| Text shown |
Also in Norway, something very traditional and widely embraced is koselig, which is basically a period of time when you're totally unplugged. You're expected to be unplugged at that point, and you should not be working. We are nowhere near having that in the U.S. We've gone the other way in terms of being connected. Of course, we need stress to survive and thrive, but the problem in the U.S. is that it's relentless. It's the constant stress that's the problem. And so, I think that koselig, a regular ritual of unplugging, would go a long way toward increasing productivity and happiness. For me, swimming is one of my favorite forms of exercise in part because no one can really bother me. When I'm swimming, I'm truly unplugged and immersed in a different world for a while. I have some of my best thoughts in the pool.
What about exercising for longevity? I imagine not everyone you met while filming was hitting the gym.
When we were in Bolivia with the Tsimané people, who have some of the healthiest hearts in the world, we found that they don't intensely exercise. They're active, but they're not intensely active, despite the fact that they're hunter-gatherers in the middle of the Amazon rain forest. They move how humans are supposed to move. We're not supposed to sit or lie for 23 hours of the day then get up and run for an hour. Natural movements all day long seem to make a much bigger difference. This is something else I've incorporated into my life. Even right now, as I'm talking to you, I have a headset on and I'm moving around. The way I keep naturally moving is that I try not to sit very much, even when I'm writing or having a conversation. If I'm ever going to sit, I make a conscious decision to do so. I also have a watch that reminds me I've been sitting for a certain period of time and that I should get up and move around.

| Given entries |
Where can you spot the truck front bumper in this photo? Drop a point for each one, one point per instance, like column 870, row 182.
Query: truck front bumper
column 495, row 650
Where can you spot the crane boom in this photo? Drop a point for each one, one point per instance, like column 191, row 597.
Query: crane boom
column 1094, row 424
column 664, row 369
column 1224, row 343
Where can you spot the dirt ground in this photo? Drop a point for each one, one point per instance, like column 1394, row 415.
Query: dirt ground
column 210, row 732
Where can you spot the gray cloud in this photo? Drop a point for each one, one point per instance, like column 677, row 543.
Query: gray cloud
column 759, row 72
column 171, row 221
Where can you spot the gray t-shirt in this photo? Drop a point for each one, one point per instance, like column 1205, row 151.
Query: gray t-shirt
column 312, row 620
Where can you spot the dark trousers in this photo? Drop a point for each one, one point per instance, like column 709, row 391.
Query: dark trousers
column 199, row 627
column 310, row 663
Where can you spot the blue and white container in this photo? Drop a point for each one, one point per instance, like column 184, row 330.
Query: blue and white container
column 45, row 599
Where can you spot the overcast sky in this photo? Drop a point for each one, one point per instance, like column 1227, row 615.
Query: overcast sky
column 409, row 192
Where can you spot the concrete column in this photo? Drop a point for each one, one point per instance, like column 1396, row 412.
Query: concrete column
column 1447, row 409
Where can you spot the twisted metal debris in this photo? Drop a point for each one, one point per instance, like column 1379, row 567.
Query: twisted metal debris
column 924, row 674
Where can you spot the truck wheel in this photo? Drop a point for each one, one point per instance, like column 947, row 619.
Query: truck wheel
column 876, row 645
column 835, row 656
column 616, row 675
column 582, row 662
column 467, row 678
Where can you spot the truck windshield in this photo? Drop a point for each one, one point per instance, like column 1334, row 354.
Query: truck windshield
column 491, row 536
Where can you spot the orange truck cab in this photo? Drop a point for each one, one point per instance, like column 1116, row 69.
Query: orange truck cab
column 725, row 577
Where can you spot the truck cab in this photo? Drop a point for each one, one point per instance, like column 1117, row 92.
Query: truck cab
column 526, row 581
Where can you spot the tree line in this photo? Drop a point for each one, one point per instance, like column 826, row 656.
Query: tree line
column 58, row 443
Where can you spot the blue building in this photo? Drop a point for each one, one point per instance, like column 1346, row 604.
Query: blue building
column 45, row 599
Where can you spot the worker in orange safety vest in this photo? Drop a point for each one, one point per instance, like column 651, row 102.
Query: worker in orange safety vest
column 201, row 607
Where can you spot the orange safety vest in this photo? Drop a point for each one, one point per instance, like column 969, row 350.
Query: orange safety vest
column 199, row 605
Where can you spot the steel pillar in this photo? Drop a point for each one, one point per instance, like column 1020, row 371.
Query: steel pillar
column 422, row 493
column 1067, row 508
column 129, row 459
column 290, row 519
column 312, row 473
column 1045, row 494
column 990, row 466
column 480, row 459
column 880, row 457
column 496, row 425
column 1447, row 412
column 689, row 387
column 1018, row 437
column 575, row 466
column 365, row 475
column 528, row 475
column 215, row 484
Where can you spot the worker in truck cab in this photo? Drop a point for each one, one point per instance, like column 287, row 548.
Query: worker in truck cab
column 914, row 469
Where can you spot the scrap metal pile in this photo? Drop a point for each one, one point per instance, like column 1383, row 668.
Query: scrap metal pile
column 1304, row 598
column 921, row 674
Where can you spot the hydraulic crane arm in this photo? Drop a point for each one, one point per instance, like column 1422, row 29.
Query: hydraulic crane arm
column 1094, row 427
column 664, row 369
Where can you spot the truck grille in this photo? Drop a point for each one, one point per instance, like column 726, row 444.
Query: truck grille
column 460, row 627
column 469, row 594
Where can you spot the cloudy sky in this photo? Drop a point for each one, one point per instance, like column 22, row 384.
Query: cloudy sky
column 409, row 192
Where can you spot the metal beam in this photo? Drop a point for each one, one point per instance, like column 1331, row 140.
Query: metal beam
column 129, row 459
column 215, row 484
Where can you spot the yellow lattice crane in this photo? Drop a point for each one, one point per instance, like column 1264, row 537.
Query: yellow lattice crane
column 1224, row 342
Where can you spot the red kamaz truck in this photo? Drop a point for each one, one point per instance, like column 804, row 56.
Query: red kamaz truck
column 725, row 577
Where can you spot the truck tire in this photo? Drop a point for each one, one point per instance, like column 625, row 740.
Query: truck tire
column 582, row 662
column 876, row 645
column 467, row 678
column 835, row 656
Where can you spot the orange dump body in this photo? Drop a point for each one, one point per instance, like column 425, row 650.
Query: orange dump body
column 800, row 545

| The task |
List every place named in the text on unplugging and movement. Answer using only the text on unplugging and movement.

| Solution to this task |
Norway, the U.S., Bolivia, the Amazon rain forest